**Assigned task**
For the records shown below, return an exact copy that excludes the pictures.

[Dataset entries]
- - - - -
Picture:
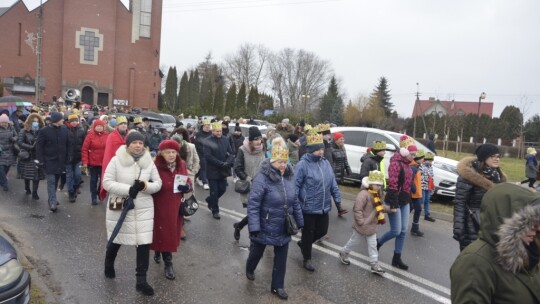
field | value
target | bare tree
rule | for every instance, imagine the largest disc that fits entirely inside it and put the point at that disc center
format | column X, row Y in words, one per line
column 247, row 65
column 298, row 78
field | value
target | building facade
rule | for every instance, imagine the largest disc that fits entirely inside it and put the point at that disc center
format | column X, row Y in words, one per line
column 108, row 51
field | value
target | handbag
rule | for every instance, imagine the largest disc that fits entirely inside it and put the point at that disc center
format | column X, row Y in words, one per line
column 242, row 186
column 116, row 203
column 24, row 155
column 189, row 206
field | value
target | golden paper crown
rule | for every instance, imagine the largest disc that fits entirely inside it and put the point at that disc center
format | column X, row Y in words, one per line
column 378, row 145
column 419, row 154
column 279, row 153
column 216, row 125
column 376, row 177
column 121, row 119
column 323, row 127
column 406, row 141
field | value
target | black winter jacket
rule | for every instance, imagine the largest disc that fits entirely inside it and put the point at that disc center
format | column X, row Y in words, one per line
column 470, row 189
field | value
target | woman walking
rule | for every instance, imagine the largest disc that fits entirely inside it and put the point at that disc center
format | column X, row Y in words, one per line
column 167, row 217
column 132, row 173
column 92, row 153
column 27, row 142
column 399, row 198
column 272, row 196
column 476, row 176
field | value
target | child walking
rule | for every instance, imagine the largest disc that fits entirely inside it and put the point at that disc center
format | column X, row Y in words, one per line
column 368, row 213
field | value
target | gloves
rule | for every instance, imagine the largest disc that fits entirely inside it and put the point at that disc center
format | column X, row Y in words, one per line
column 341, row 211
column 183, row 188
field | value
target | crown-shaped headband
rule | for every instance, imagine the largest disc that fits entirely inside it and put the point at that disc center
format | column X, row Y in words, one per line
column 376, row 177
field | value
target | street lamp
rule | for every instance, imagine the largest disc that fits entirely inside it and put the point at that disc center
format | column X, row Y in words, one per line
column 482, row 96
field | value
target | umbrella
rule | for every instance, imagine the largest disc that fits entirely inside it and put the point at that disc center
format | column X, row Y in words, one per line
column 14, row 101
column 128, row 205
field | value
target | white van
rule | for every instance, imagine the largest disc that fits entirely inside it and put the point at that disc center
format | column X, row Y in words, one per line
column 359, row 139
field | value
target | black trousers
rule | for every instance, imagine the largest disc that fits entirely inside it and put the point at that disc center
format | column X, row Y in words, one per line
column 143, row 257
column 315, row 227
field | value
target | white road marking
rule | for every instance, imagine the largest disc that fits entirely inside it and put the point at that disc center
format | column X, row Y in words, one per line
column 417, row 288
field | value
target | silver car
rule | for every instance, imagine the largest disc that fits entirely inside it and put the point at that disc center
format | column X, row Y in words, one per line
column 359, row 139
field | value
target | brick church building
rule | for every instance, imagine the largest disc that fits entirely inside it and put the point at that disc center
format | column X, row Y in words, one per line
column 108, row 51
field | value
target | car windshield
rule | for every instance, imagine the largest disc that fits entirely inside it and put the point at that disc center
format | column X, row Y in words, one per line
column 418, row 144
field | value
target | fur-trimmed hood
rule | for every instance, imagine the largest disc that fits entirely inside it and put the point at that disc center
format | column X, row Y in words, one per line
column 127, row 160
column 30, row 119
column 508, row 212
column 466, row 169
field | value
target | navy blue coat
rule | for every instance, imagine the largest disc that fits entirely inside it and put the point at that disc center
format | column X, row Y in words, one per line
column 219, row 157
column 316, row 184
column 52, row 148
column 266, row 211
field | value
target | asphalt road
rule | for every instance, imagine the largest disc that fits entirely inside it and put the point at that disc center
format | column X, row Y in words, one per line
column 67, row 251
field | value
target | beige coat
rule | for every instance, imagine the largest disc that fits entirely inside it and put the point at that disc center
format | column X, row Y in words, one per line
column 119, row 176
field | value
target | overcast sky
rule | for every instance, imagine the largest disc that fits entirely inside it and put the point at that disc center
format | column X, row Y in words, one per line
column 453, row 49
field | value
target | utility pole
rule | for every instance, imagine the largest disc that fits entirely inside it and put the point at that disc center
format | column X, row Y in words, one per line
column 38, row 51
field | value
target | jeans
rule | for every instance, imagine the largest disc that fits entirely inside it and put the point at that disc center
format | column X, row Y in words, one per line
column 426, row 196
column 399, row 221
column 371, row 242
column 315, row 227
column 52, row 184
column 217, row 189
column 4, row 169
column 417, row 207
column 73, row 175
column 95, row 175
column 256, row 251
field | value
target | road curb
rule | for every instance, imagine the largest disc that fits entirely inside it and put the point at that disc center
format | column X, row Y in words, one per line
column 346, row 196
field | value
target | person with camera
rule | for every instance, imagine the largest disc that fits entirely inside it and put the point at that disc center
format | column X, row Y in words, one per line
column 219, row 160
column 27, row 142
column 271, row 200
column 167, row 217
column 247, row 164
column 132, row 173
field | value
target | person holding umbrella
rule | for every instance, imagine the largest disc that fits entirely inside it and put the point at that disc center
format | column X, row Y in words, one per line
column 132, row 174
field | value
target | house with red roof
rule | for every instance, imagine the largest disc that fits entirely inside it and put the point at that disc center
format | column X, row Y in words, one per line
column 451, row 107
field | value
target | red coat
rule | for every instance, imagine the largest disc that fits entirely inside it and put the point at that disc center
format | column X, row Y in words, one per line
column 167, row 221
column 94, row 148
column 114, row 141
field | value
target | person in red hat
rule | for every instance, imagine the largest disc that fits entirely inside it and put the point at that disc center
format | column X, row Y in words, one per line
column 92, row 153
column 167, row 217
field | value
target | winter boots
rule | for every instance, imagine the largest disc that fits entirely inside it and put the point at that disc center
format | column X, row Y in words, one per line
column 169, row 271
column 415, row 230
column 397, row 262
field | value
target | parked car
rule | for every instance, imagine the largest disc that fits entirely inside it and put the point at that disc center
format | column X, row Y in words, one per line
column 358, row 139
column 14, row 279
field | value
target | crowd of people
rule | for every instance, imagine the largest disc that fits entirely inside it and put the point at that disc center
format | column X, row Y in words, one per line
- - - - -
**Problem solution**
Picture:
field | value
target | bare tree
rule | for every instance, imagine the largest disc that fits entirely inside it and put the point at that disc center
format | column X, row Y in words, one per line
column 247, row 65
column 298, row 78
field | value
target | building facade
rule | for every instance, imagine the largest disc that fits entirely inside it and put the point at that disc center
format | column X, row Y in words, one per line
column 108, row 51
field | value
target | handbag
rule | for every instance, imagine the largest disc that fits entirely inside it and put the point at that disc center
format | column X, row Y in words, one per line
column 242, row 186
column 116, row 203
column 24, row 155
column 189, row 206
field | value
target | golden paper crown
rule | for every instance, imagine the largest disc that fits entirely inside it and put the point at that disc center
format | column X, row Y in words, one per line
column 378, row 145
column 419, row 154
column 279, row 153
column 216, row 125
column 376, row 177
column 121, row 119
column 323, row 127
column 406, row 141
field | value
target | black winter jacket
rule | for every instance, imagine the largest disc that fits entirely inside it and put the point at that disc center
format | column X, row Y in words, one per line
column 470, row 189
field | value
target | woman walking
rule | for every instance, imagine the largest disc that fits entirely inside it and put the point at that disc center
format | column X, row Y in words, one per line
column 167, row 217
column 132, row 173
column 92, row 153
column 27, row 142
column 399, row 198
column 272, row 196
column 476, row 176
field | value
target | child walking
rule | for every instance, imagine the largest disc that fits entirely inside it and put the point at that disc center
format | column X, row Y in words, one per line
column 368, row 213
field | value
target | gloves
rule | for every instance, imagine the largest disc that fits entirely inside it and put the point at that disc center
format | column X, row Y in words, one per line
column 341, row 211
column 183, row 188
field | value
target | crown-shaped headband
rule | for every instance, imagine the largest disc that fits entirely inside it and put the point at that disc center
format | column X, row Y in words, one per line
column 376, row 177
field | value
target | street lamp
rule | for every instance, imagine the largest disc that fits entirely inside it and put the point at that disc center
format | column X, row Y in words, one per line
column 482, row 96
field | value
target | umbrella
rule | for every instance, imagine the largest disc that fits entirely inside it and put the point at that disc center
format | column X, row Y in words, one per line
column 14, row 101
column 128, row 205
field | value
target | white van
rule | for every instance, imagine the largest disc that fits entirely inside it and put the point at that disc center
format | column X, row Y in words, one per line
column 359, row 139
field | value
target | black trousers
rule | for every instance, imagine the largest disc that fits entirely inside it and put the point at that disc center
format | column X, row Y in words, one per line
column 143, row 257
column 315, row 227
field | value
target | white road marking
rule | for every instance, imagine the largest disc that fits entirely inside it and put the point at that disc center
format | column X, row Y in words, one per line
column 417, row 288
field | value
target | silver car
rule | for every instance, imagine the largest disc that fits entirely inside it and put the point at that disc center
format | column X, row Y in words, one per line
column 359, row 139
field | value
target | brick church building
rule | for every instance, imagine the largest disc that fits entirely inside it and put the point at that disc center
format | column X, row Y in words, one per line
column 108, row 51
field | value
target | car windshield
rule | for every instance, imagine the largest disc that fits entirely inside it and put the point at that disc center
format | column X, row Y in words, one per line
column 418, row 144
field | value
target | fur-trimmed hood
rule | for every instance, imagine the largest disc that fits entirely inside it and put the point at that disc center
format | column X, row Y in words, one per line
column 127, row 160
column 30, row 119
column 508, row 212
column 466, row 169
field | value
target | navy blue coat
rule | for every instance, imagine the largest disc that fits entirely inside it and put the point at that disc center
format | column X, row Y in words, one per line
column 219, row 157
column 316, row 184
column 52, row 148
column 266, row 211
field | value
target | asphalt road
rule | for every instance, imagine the largest disc that fits entirely inside it and put the point at that disc center
format | column X, row Y in words, one per line
column 67, row 251
field | value
target | beige coat
rule | for every instance, imagine the largest disc that fits entirely inside it and put the point at that disc center
format | column X, row Y in words, one per line
column 119, row 176
field | value
target | overcast sky
rule | for every instance, imagine the largest disc that fits entirely inside it and put the point at that disc center
format | column X, row Y in words, one per line
column 453, row 49
field | value
target | utility pole
rule | for every instance, imagine the largest disc that fits entirely inside it and put the point at that disc center
format | column X, row Y in words, one per line
column 38, row 51
field | value
target | jeans
rule | for every instance, imagine the largest disc that fits entirely inside it and put the point at that disc center
format | column X, row Y in words, one per line
column 426, row 196
column 399, row 221
column 371, row 242
column 315, row 227
column 52, row 184
column 217, row 189
column 4, row 169
column 417, row 207
column 73, row 175
column 95, row 175
column 256, row 251
field | value
target | road curb
rule | for every instance, imagine the largest disc that fits entirely inside it and put the point at that disc center
format | column X, row Y in words, one per line
column 346, row 196
field | value
target | person with camera
rule | for every instance, imagine the largest disc that fits entirely inside it and put the point at that disc center
format | column X, row Y in words, one per line
column 219, row 160
column 27, row 142
column 271, row 200
column 167, row 217
column 247, row 164
column 132, row 173
field | value
target | person holding umbrella
rule | for every instance, imagine the largest disc that fits entirely inside it and put the point at that disc center
format | column X, row Y in words, one per line
column 132, row 174
field | value
target | house with red roof
rule | for every instance, imagine the largest disc that fits entirely inside it and put the point at that disc center
format | column X, row Y in words, one per line
column 451, row 107
field | value
target | red coat
rule | for every instance, imagine the largest disc that fits entirely inside it and put the point at that disc center
format | column X, row Y in words, one per line
column 167, row 221
column 94, row 148
column 114, row 141
field | value
target | person in red hat
rule | for every instance, imagine the largest disc that fits entirely inside it and put the point at that disc center
format | column X, row Y in words, one per line
column 92, row 153
column 167, row 217
field | value
target | winter boots
rule | for every instance, imagine the largest disc that fits entirely inside it and put the point at that disc center
format | column X, row Y in words, one per line
column 169, row 271
column 415, row 230
column 397, row 262
field | value
target | parked car
rule | for every instance, imagine the largest disc that fits entirely inside it and put the point at that disc center
format | column X, row Y in words, one per line
column 358, row 139
column 14, row 279
field | value
target | crowd of people
rule | for every instance, imagine the largest disc that fits entirely inside it and put the point at that disc center
format | column X, row Y in words, one per line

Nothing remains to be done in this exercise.